[Entries for bounding box labeling]
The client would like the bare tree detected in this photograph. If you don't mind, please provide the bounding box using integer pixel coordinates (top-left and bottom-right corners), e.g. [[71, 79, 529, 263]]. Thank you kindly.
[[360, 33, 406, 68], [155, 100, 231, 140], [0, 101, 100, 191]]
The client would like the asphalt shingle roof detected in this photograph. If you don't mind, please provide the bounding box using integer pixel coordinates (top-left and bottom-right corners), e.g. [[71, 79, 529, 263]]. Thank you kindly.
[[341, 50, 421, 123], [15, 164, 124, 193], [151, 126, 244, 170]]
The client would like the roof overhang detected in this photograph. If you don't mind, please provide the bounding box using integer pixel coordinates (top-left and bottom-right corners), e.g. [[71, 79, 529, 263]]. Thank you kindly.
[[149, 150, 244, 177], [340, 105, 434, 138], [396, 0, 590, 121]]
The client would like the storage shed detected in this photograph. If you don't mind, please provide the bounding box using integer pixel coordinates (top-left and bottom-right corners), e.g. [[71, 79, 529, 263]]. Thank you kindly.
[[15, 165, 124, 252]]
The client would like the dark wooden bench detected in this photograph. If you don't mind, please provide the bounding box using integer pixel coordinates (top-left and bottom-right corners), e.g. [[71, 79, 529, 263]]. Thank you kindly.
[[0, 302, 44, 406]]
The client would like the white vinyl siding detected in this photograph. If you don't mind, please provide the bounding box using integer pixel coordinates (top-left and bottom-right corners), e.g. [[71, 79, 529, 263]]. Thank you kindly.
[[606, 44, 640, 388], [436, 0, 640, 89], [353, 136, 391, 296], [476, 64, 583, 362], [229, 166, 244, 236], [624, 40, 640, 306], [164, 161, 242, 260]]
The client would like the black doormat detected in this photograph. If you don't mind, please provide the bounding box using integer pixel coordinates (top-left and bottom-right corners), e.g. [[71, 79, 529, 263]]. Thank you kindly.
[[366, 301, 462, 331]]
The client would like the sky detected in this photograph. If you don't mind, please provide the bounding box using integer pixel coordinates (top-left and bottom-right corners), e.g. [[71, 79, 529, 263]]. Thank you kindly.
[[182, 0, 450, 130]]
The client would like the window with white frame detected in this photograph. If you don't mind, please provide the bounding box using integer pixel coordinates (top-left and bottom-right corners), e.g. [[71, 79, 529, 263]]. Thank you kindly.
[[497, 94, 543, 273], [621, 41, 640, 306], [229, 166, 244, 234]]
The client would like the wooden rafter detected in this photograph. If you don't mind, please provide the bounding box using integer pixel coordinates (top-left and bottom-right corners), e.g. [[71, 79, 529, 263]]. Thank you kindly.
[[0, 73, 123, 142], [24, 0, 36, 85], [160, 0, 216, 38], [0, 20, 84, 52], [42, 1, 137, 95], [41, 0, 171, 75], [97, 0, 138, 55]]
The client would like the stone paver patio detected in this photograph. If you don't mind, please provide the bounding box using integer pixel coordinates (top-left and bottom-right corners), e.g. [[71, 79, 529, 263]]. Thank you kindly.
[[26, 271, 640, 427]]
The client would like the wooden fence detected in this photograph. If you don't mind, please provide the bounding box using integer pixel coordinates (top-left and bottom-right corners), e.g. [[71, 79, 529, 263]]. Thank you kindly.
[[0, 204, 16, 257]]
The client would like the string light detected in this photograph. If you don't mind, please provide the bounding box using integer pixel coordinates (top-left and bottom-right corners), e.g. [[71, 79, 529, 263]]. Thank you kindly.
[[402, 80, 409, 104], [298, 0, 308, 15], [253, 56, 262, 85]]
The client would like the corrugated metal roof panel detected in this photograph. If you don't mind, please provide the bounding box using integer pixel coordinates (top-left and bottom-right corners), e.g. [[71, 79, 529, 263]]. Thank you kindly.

TASK: Copy the material word for word, from its first line through the line containing "0, 590, 121]]", with that line included.

FINISHED ANSWER:
The client would like the bare tree detected in this photograph. If you don't mind, please provide the bounding box using integer pixel coordinates (top-left and bottom-right corners), e.g. [[71, 79, 529, 263]]. Thank you kindly.
[[360, 33, 406, 68], [155, 100, 231, 140], [0, 101, 100, 191]]
The client would like the asphalt shingle roof detected in this photograph. If you don't mind, please provide the bounding box using integer pixel coordinates (top-left and bottom-right corners), e.g. [[71, 79, 529, 263]]. Thank you kindly.
[[341, 50, 421, 123], [15, 164, 124, 193], [151, 126, 244, 170]]
The client would like the roof overhang detected in this photograph. If you don't mind, please provide the bounding box using integer pixel coordinates (top-left and bottom-right corners), e.g. [[71, 79, 529, 263]]. Thank you kindly.
[[149, 150, 244, 177], [340, 105, 434, 138], [396, 0, 590, 121]]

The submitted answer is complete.